= What to do =
Output only the span of lines that begins at the line containing "Where can the woman's hand" and ends at the last line of the data, both included, exactly as they appear.

= Dataset entries =

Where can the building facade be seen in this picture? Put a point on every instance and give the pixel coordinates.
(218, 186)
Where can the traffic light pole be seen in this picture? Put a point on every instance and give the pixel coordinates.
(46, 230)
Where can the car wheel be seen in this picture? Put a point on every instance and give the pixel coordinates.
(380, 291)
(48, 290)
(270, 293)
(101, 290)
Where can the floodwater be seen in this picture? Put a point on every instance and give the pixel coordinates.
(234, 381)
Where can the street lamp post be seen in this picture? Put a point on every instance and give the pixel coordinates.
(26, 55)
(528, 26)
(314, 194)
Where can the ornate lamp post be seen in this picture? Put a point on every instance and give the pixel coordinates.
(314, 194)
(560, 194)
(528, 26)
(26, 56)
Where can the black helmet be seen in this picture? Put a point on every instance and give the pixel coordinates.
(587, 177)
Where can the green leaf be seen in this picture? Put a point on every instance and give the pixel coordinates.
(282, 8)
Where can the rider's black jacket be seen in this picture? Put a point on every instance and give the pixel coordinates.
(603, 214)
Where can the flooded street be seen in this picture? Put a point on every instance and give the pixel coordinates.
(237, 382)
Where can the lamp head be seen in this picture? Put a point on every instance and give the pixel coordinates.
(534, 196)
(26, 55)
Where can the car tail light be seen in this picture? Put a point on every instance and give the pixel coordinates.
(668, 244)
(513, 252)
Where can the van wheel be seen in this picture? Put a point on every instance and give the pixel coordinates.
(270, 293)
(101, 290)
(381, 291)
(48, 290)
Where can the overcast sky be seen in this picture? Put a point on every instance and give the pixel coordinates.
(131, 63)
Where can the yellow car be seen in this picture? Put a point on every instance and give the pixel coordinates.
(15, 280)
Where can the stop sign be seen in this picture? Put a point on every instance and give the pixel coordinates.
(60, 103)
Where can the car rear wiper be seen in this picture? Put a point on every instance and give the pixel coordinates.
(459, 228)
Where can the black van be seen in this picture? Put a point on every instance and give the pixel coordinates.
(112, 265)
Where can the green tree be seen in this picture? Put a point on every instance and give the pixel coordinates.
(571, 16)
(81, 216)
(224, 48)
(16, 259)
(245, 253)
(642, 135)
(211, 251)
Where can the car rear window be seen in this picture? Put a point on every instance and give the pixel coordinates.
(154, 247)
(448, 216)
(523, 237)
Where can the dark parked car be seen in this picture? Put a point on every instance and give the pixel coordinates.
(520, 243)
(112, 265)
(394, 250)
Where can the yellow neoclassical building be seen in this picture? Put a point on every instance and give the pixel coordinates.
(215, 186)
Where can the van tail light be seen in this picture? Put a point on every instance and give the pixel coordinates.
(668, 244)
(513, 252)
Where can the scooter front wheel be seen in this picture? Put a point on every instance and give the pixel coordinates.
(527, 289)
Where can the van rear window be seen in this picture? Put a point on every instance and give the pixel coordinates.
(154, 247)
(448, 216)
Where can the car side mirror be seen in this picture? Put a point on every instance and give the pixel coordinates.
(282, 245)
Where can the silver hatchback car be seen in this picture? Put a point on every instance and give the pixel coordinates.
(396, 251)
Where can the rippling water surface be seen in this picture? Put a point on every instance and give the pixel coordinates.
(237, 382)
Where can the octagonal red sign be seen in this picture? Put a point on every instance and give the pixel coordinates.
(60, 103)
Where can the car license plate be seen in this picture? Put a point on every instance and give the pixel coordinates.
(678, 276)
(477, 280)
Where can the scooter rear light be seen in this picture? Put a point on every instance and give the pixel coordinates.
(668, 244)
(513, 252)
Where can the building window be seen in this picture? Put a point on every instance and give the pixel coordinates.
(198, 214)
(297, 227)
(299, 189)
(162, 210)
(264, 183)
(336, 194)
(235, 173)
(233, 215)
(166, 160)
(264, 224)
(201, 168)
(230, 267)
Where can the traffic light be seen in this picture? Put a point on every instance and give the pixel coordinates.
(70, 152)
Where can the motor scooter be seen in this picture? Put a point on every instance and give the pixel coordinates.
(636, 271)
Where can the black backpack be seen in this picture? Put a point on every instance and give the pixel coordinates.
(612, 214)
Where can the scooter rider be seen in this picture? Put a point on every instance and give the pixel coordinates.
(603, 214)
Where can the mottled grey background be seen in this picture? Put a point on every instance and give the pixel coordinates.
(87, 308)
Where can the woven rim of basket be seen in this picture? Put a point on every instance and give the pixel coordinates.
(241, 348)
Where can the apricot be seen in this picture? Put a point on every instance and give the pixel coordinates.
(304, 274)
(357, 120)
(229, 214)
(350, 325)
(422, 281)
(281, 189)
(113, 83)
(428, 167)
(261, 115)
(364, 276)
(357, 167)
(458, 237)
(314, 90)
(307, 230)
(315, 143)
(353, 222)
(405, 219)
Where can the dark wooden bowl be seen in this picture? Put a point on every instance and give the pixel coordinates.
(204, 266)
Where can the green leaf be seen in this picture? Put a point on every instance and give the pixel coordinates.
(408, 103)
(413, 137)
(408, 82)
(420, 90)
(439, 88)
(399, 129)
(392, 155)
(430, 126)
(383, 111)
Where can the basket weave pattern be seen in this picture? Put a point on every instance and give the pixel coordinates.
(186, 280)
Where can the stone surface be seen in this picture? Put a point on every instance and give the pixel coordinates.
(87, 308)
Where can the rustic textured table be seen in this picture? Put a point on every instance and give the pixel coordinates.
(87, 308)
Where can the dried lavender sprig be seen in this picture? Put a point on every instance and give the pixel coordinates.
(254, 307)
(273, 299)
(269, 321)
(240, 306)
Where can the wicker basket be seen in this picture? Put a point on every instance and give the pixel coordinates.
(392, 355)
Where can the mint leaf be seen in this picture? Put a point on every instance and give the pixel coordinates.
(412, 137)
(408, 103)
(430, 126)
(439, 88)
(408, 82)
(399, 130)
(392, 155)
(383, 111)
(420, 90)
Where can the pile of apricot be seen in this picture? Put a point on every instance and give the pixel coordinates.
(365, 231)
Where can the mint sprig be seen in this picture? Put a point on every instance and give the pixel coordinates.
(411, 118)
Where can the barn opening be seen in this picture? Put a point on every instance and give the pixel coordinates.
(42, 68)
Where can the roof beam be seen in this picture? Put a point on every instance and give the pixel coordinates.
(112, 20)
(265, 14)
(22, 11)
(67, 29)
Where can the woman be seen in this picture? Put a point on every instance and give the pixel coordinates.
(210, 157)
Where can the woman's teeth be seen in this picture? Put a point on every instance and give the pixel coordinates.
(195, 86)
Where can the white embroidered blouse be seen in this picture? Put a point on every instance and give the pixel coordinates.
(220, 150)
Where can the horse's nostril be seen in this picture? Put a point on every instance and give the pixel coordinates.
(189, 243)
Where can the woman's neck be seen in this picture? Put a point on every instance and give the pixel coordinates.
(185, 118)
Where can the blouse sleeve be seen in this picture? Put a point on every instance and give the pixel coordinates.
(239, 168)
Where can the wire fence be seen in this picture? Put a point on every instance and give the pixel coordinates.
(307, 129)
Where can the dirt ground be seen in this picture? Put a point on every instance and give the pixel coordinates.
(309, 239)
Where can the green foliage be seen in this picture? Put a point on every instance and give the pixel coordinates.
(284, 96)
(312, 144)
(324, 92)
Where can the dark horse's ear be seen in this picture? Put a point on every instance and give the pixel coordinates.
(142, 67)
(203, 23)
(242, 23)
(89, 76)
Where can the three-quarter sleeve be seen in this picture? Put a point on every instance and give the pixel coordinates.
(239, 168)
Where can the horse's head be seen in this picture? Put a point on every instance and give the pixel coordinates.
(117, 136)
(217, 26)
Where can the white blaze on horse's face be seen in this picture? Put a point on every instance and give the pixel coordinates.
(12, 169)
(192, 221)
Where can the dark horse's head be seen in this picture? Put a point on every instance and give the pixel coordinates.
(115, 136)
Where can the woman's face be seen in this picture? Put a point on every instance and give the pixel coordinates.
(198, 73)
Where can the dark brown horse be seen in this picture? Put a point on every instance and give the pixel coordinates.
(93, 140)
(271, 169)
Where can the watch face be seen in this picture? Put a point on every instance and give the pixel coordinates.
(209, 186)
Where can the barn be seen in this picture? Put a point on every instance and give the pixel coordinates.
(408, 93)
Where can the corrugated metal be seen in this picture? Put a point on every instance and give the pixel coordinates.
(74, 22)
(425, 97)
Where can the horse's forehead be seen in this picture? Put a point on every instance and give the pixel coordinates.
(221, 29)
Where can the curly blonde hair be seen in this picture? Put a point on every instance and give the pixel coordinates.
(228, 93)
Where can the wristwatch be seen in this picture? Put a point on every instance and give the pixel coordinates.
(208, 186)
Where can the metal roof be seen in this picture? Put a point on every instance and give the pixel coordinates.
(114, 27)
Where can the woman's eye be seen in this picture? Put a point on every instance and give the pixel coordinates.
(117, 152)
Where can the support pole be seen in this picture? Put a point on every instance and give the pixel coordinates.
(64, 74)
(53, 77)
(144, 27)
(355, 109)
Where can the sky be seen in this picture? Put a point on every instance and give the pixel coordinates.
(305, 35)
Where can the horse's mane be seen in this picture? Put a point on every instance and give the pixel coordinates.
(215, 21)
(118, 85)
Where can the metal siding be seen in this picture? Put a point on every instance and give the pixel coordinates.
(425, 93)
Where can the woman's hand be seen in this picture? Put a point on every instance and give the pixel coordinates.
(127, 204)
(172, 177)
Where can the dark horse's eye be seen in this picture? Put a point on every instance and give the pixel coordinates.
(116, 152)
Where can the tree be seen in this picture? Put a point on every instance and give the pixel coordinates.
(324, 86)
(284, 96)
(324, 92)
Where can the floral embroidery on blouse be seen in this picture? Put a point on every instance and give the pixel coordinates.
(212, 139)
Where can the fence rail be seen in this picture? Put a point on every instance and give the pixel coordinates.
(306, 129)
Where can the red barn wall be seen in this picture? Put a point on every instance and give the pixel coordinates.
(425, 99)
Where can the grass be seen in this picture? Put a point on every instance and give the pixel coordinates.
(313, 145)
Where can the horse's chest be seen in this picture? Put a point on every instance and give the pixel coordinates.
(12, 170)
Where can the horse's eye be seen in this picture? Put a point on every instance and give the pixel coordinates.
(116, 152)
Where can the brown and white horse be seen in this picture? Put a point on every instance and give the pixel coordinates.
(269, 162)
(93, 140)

= Answer to this problem =
Where can the woman's hand be seen in this picture? Put a point on every instance and give the pixel coordinates.
(127, 204)
(172, 177)
Where can the dark horse's eye be seen in this picture? Put a point on every instance and give the pixel coordinates.
(116, 152)
Where can the tree be seen in this picture? Put a point on every instance and give the pixel coordinates.
(324, 86)
(284, 96)
(324, 92)
Where can the floral embroidery on blouse be seen in this picture? Put a point on every instance and give the pixel coordinates.
(212, 139)
Where can the fence rail be seen in this picture? Put a point on every instance and give the pixel coordinates.
(306, 129)
Where can the red barn wall be seen in this picture? Put a point on every instance and give the pixel coordinates.
(425, 99)
Where can the grass be seen in this picture? Put a point on every instance and give the pixel coordinates.
(313, 145)
Where can the horse's chest be seen in this picture? Put a point on every instance and give the pixel coordinates.
(12, 170)
Where can the horse's eye be seen in this picture? Put a point on every instance and give the pixel coordinates.
(116, 152)
Where can the brown and white horse be seen in this picture? Put a point on every instance and give the pixel coordinates.
(269, 162)
(93, 140)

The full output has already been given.